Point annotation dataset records
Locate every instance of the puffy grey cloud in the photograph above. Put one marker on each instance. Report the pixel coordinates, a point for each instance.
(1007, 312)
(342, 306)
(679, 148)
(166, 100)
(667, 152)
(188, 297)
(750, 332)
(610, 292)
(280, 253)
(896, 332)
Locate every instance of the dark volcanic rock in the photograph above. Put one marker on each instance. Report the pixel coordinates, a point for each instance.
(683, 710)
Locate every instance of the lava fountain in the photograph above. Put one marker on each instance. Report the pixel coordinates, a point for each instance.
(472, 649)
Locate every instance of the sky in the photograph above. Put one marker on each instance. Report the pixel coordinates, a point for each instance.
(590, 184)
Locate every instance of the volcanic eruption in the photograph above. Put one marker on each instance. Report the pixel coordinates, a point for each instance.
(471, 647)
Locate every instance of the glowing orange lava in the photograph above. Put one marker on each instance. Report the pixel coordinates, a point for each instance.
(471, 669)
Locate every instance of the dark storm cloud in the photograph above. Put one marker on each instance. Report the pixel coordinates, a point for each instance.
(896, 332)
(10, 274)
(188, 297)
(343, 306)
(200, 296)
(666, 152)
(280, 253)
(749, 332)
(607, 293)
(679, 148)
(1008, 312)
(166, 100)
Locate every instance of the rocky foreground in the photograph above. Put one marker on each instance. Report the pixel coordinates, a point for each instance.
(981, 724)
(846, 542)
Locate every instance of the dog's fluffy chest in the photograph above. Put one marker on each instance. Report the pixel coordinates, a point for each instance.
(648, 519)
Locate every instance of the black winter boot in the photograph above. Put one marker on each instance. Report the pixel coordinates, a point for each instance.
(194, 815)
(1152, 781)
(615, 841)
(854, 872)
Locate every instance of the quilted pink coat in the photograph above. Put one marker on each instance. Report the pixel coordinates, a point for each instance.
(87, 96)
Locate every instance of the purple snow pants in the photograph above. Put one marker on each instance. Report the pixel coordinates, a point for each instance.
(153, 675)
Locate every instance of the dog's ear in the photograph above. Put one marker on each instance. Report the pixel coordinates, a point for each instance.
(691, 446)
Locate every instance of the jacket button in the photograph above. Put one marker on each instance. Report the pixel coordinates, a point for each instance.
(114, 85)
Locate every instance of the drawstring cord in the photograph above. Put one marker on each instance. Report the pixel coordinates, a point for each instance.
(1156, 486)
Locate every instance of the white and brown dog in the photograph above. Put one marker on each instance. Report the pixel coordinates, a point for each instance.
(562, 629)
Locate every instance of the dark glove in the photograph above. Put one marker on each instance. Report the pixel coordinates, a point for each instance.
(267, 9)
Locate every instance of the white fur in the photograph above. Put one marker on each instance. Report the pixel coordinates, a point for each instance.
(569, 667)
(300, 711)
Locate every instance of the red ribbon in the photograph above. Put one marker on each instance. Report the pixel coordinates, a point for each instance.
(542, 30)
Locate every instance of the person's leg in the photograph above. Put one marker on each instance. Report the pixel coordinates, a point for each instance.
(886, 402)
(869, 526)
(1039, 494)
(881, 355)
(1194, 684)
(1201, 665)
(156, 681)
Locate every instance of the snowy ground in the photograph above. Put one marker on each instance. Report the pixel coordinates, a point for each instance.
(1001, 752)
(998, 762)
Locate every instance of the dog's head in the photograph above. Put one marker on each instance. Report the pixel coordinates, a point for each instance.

■ **Exercise prompt**: Revise all of the material above, replacing "marker" with "dot" wherever it occurs and leaving every other line and character unchanged.

■ **Answer to the exercise**:
Locate every instance of the puffy grey cloud in the photograph above. Put one dot on each instance. Report the pixel coordinates, a point for each instance.
(1007, 312)
(342, 306)
(679, 148)
(166, 100)
(667, 152)
(188, 297)
(750, 332)
(610, 292)
(280, 253)
(896, 332)
Locate every instance of the dark volcanic rock in the photograph above. Put one dot on each instance. Report the pixel coordinates, a point for each instance.
(683, 710)
Locate every instance of the lava fountain in the photograph above. Put one dot on each instance. Report the pixel coordinates, a point for each instance.
(472, 649)
Locate every instance of the sky in the photograph above. Put one dot on each instance. Report the pixel coordinates, a point for each instance.
(590, 184)
Locate every instance of the volcanic eruption in the photograph above. Put one dot on each instance. Report the pixel coordinates, a point for each instance.
(471, 647)
Locate every instance of the glowing orange lava in the photograph above. Put one dot on each instance. Report the pixel coordinates, a point for each instance.
(471, 669)
Locate every instance of the dark storm cloud in the photograph above. Put one dot on each instance. Report the pixel coordinates, a point for each instance.
(896, 332)
(10, 274)
(188, 297)
(343, 306)
(200, 296)
(666, 152)
(280, 253)
(749, 332)
(607, 293)
(679, 148)
(1008, 312)
(166, 100)
Locate every instance of the rocky foreground in the photograph above. Put one dot on each instance. Report the pixel coordinates, a point for each instance.
(981, 724)
(846, 542)
Locate every instance of the dog's fluffy chest in the photograph above. Put one dot on each instance. Report the pixel coordinates, a point for each instance.
(648, 519)
Locate every instance of the black winter boot in the photograph above. Put one dot on each instance. Report the pixel coordinates, a point for each instance.
(194, 815)
(1152, 781)
(615, 841)
(854, 872)
Locate every instance of the quilted pink coat in the photograph above. Put one dot on each instance. Report the pixel coordinates, a point for each instance.
(87, 96)
Locate every instance of the purple snow pants in the photograph above. Put one dot on each instance. Report the pixel coordinates, a point for each instance.
(153, 675)
Locate every instance of the dog's ear in the photograph above. Put one dot on each instance. Report the pixel coordinates, a point for each instance.
(691, 446)
Locate every instance of the jacket button in the photograph above. Put one dot on each instance. Report the pixel coordinates, a point for each instance.
(114, 85)
Locate every instance of the drawstring cord in the photograph above. Put one dot on each instance. Report the pixel coordinates, a point for each instance.
(1156, 486)
Locate every instance of the white and brown dog in the photograph above. Put one dot on each instance. Report the pixel coordinates, a point for each instance.
(562, 629)
Locate every instance of the dark glove in the photograph above. Put one dot on each instance. Report the pixel coordinates, a point for each instance.
(267, 9)
Locate every instance of the white fur in the photograph above. Put one dot on each instance. Report the pixel coordinates, a point for each instance.
(569, 667)
(300, 711)
Locate every instance of the red ribbon in the photograph above. Put one dot on each instance. Report the pixel coordinates, a point for each instance.
(542, 30)
Locate every instance of the person's leg in the photograph above. Put one dot on each instance. Report the pixel coordinates, a point for each instance.
(886, 402)
(869, 526)
(1039, 494)
(881, 355)
(1194, 684)
(1201, 665)
(156, 681)
Locate every instance of the snowy ground in the photograph above. Put one dot on each instance. Report the pixel coordinates, a point for each instance.
(1001, 752)
(998, 762)
Locate every instance of the dog's head in the photograph above. Put one dot on each instance. Report the pixel coordinates, a point for each instance.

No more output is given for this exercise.